In the data below, find the line containing "the red tail", then set down that line and every later line up to and including the line containing "the white car", exactly.

== Segment start ==

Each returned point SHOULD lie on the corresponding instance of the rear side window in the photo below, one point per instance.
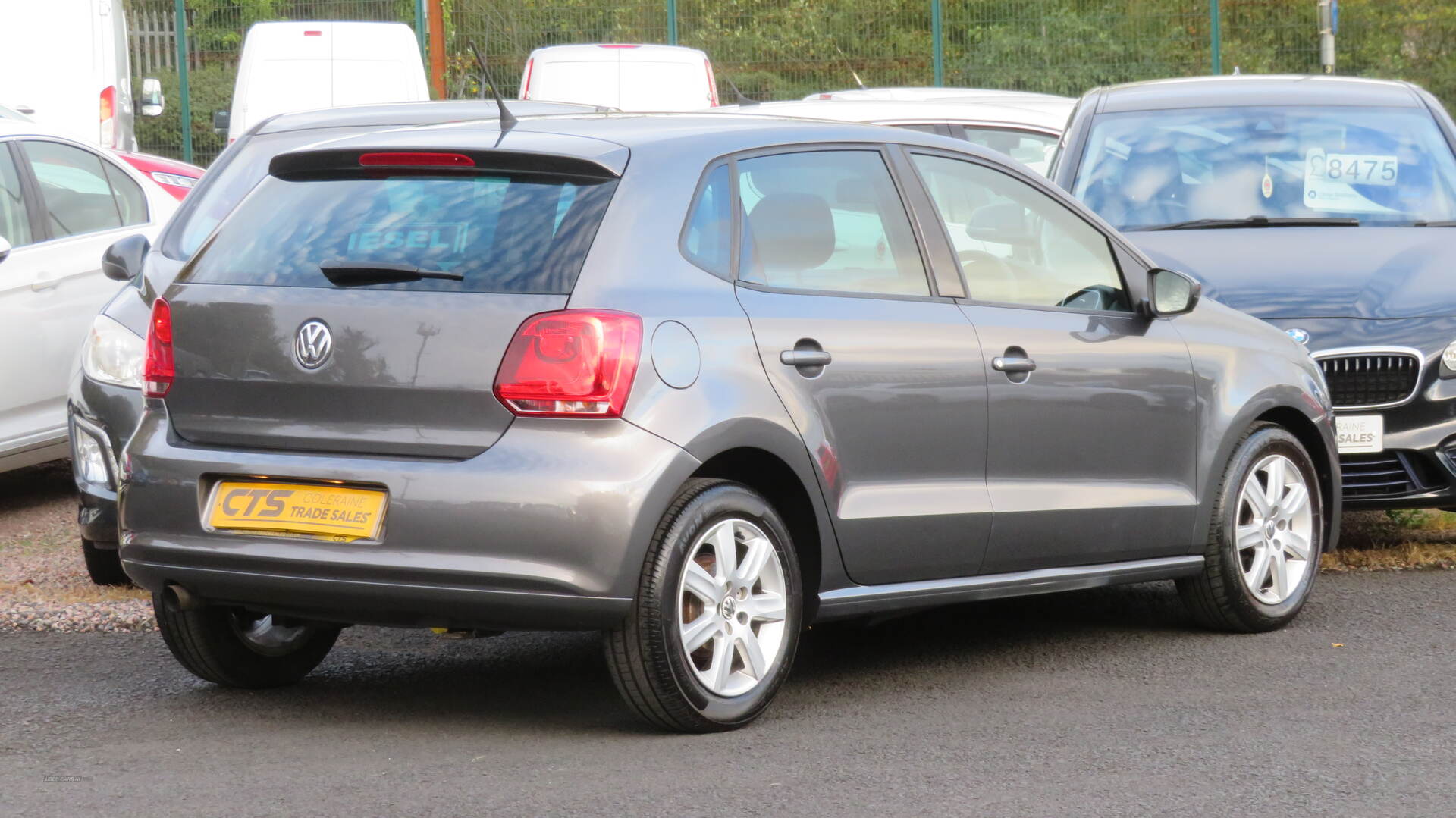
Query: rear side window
(827, 220)
(710, 226)
(15, 221)
(500, 233)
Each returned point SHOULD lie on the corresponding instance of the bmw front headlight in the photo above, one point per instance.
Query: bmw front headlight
(114, 354)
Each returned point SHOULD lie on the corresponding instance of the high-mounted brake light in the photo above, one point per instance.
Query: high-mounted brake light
(571, 364)
(161, 368)
(416, 159)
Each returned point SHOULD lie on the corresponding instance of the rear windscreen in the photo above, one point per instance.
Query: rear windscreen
(494, 233)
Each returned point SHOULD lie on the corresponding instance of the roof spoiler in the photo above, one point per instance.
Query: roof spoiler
(315, 163)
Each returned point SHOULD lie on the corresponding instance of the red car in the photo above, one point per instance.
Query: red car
(175, 177)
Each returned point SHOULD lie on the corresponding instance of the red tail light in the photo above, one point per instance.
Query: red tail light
(416, 159)
(571, 364)
(159, 370)
(712, 85)
(108, 112)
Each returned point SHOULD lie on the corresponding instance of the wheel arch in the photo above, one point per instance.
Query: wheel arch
(778, 468)
(1315, 433)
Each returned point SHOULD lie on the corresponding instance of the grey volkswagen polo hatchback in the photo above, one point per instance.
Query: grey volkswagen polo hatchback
(695, 381)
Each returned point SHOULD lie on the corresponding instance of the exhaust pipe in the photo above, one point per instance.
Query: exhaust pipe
(181, 599)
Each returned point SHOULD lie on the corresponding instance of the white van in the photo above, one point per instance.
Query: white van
(308, 66)
(629, 77)
(64, 64)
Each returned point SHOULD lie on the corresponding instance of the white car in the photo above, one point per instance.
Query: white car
(1027, 128)
(308, 66)
(622, 76)
(64, 63)
(63, 202)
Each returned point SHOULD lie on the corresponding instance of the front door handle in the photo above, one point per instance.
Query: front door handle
(1014, 364)
(805, 359)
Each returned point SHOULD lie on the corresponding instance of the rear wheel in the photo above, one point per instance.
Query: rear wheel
(237, 648)
(717, 618)
(104, 563)
(1264, 541)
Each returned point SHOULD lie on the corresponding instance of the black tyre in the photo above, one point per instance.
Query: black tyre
(1264, 541)
(104, 563)
(717, 619)
(239, 648)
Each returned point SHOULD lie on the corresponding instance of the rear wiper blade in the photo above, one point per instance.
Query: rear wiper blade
(1254, 221)
(360, 274)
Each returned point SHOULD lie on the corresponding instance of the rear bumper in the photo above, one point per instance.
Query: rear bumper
(545, 530)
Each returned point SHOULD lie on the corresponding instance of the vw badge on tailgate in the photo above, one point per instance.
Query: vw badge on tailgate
(313, 344)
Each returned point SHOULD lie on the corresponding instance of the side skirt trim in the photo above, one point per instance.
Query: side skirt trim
(902, 596)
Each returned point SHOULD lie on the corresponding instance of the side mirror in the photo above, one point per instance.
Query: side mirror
(123, 261)
(1171, 293)
(152, 101)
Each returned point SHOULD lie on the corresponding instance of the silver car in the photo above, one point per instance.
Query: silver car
(695, 381)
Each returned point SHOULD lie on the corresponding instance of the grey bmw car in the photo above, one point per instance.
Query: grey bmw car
(695, 381)
(1323, 205)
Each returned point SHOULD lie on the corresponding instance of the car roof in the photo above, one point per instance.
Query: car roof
(609, 139)
(1256, 89)
(921, 93)
(620, 50)
(1037, 115)
(421, 112)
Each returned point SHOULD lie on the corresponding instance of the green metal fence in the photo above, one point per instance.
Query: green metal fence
(788, 49)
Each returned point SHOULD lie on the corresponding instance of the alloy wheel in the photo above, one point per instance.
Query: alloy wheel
(1274, 530)
(731, 607)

== Segment end ==

*RESULT OF THE TASK:*
Each returned point SHOULD lie on the corresponding instance of the red tail light in the photo above, one point per instance.
Query: red tail light
(416, 159)
(571, 364)
(159, 370)
(712, 85)
(108, 112)
Each returned point SHOULD lie on the corresponding instance of the wheel arch in the photo above, one point per instance.
Query: wheel arch
(778, 468)
(1315, 433)
Each returned point SHOULD lie on the corresponding instance of the grey volkswagen polo hatchback in the photo above, one point per instance.
Query: grey volkswagen polo hatchback
(695, 381)
Each returned point SHOULD lie on the corresponding instance of the exhaust pipe in the photo above, one point per instance.
Query: exhaust pipe
(181, 599)
Each returned point SHOULD lie on the corresponding instance of the white van in the photo above, one point per instance.
Query: white van
(308, 66)
(629, 77)
(64, 64)
Each returned point SHOULD lie on the corresponding instance of the white car in the photo above, one point per instance.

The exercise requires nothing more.